------ Record excerpts
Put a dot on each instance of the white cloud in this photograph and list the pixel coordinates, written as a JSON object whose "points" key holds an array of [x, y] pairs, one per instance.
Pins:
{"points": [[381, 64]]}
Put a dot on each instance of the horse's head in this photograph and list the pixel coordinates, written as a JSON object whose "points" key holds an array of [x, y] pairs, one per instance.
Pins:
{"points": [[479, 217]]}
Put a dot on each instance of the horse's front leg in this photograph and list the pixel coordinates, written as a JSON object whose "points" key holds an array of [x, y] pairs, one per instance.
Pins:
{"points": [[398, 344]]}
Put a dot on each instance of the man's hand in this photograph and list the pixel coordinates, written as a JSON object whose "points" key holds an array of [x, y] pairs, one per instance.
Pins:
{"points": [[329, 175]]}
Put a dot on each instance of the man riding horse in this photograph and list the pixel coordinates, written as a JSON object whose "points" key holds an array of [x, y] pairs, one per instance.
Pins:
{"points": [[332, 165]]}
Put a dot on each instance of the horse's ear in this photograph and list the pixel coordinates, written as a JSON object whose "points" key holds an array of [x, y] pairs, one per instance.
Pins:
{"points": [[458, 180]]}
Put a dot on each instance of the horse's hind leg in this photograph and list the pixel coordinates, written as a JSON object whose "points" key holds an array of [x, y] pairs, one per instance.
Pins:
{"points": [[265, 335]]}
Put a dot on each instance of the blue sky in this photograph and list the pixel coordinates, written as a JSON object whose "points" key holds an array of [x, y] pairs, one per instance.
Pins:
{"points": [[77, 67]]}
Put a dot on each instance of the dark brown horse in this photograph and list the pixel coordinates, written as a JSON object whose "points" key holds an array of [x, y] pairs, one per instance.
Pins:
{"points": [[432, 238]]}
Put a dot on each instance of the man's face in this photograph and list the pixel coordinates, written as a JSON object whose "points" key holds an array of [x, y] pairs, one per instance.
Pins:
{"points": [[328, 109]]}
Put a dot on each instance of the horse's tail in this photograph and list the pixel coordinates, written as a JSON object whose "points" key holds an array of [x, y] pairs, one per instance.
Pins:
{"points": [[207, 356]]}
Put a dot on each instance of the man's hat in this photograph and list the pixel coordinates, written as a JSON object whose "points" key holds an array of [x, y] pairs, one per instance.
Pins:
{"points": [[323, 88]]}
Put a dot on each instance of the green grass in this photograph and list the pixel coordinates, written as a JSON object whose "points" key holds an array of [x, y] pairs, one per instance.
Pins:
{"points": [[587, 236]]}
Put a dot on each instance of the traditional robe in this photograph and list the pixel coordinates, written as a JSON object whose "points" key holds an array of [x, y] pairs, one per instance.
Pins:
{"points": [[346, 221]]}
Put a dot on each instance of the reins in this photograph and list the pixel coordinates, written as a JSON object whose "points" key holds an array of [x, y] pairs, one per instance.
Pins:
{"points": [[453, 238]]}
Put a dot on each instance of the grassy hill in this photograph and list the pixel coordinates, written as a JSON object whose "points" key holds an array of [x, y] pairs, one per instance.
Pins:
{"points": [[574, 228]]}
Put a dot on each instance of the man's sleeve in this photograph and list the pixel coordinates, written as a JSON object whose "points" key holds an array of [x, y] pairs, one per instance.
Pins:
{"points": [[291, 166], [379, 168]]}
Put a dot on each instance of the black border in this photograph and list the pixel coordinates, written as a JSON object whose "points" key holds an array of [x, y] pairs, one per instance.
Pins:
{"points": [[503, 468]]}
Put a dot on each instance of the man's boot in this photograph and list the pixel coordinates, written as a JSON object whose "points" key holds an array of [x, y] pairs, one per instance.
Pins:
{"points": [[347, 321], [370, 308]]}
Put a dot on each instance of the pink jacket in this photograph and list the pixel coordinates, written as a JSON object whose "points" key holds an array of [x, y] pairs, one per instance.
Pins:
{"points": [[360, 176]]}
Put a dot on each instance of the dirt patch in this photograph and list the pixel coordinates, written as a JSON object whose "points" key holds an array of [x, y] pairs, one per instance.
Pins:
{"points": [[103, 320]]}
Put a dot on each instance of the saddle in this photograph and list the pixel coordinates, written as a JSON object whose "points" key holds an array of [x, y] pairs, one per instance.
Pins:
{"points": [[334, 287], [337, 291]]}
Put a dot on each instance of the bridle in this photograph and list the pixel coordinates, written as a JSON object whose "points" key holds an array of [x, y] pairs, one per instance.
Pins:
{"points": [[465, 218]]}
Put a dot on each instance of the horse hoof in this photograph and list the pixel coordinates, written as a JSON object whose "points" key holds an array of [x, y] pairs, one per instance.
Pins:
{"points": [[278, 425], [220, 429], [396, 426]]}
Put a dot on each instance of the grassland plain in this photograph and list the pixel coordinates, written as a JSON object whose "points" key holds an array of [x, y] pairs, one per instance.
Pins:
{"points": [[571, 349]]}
------------
Written instruction – Give back the whole listing exactly as it reads.

Result –
Put a dot on each instance of the white cloud in this photograph and list the pixel coordinates, written as a JSON object whose "points" key holds an array of [x, y] pairs, one per instance.
Pins:
{"points": [[381, 64]]}
Put a dot on each instance of the horse's head in this photograph and list the pixel coordinates, written as a JSON object whose "points" key holds an array of [x, y] pairs, one per instance.
Pins:
{"points": [[479, 217]]}
Put a dot on each instance of the horse's front leg in this photograph and list the pixel coordinates, written as a JSON object whose "points" key holds an array of [x, y] pairs, one per instance.
Pins:
{"points": [[398, 344]]}
Put a dot on each instance of the man's hand in this photograph and list the pixel coordinates, written as a JSON object whose "points" key holds an array of [x, y] pairs, one per instance.
Pins:
{"points": [[329, 175]]}
Put a dot on each instance of the man riding horse in this photograph and list the pixel coordinates, written as a JSON object whose "points" key holds an array of [x, y] pairs, one per instance.
Pins:
{"points": [[332, 165]]}
Put a dot on each instance of the horse's ear in this photograph and list the pixel coordinates, written as a JSON object whose "points" key holds an array of [x, y] pairs, one per instance.
Pins:
{"points": [[458, 180]]}
Put a dot on each instance of the horse's hind leg in this photograph and list the pixel coordinates, written as a JSON object whose "points" key holds an array of [x, y] pairs, one per instance.
Pins:
{"points": [[265, 335]]}
Put a dot on each instance of the blue sky in this photograph and list the pixel coordinates, written as a JSON object whose "points" key holds an array of [x, y] pairs, one per instance.
Pins:
{"points": [[77, 67]]}
Put a dot on each instance of the dark brown horse in this photograph and list the pixel coordinates, written as a JSON object whose "points" key holds an array of [x, y] pairs, one per instance.
Pins:
{"points": [[432, 238]]}
Put a dot on each instance of the man's face in this photograph and list the pixel coordinates, written as a JSON object whose "points" key holds an array of [x, y] pairs, one per instance.
Pins:
{"points": [[328, 109]]}
Put a dot on each instance of the horse's tail in this photograph and list the pixel coordinates, written as a JSON object whose "points" key holds an array of [x, y] pairs, one per instance.
Pins:
{"points": [[207, 356]]}
Put a dot on each instance of the man's hat in this photograph and list the pixel coordinates, written as a JSON object whose "points" key holds an array of [x, y] pairs, one per instance.
Pins:
{"points": [[323, 88]]}
Put a dot on each instance of the green grass in this photograph and list the pixel coordinates, written as a JSON object whose "points" key holds an array of [x, y] pairs, one per instance.
Pins:
{"points": [[587, 236]]}
Put a dot on each instance of the traditional robe in this photograph and list the pixel coordinates, written as a JSON object whose "points" key holds an array of [x, y] pairs, one per instance.
Pins:
{"points": [[346, 221]]}
Put a dot on each instance of the reins in this photograph and list the pixel coordinates, written as a JSON object whose "points" key holds an array of [x, y] pairs, one per instance.
Pins:
{"points": [[453, 238]]}
Put a dot on each instance of the grassy hill in this photograph and list the pixel coordinates, written as a JSON object whose "points" key holds an array of [x, y] pairs, one per instance.
Pins:
{"points": [[574, 228]]}
Put a dot on each instance of the man's sleeve in this photograph and list the pixel coordinates, written as a JSON object whose "points" key holds an array of [x, y] pairs, one per instance.
Pins:
{"points": [[291, 166], [379, 168]]}
Put a dot on each instance of the black border in this photograph and list the pixel coordinates, written as a JSON object whose "points" key holds an array of [x, y] pairs, one per instance.
Pins:
{"points": [[503, 468]]}
Put a dot on each instance of the man's boot in this photograph and list the pixel coordinates, written as a JSON object whose "points" key holds an array of [x, y] pairs, one per instance.
Pins:
{"points": [[347, 321], [370, 308]]}
Put a dot on each instance of the pink jacket in this photograph and list the pixel coordinates, written as a JSON object whose "points" key holds an array of [x, y] pairs, one per instance.
Pins:
{"points": [[360, 176]]}
Put a dot on each instance of the dirt patch in this photograph and list the pixel coordinates, written as a JSON object whose "points" key holds an array of [x, y] pairs, one per instance.
Pins:
{"points": [[103, 320]]}
Put a dot on each instance of the saddle in this photograph and list the pixel coordinates, written as a JSON object whose "points" key holds an array of [x, y] pairs, one per instance.
Pins:
{"points": [[334, 287], [337, 291]]}
Put a dot on each instance of the bridle in this photograph and list the pixel coordinates, written as a JSON object whose "points" key holds an array of [x, y] pairs, one per instance.
Pins:
{"points": [[465, 218]]}
Put a dot on each instance of the horse hoof in this photograph and list the pixel coordinates, written as a JSON object whose "points" key holds an array of [x, y] pairs, one per instance.
Pins:
{"points": [[278, 425], [220, 429], [396, 426]]}
Put a dot on each instance of the grassland plain in this photograph and list the pixel coordinates, written as a JSON object whose "points" key holds an array of [x, y] pairs, one per instance.
Pins:
{"points": [[571, 349]]}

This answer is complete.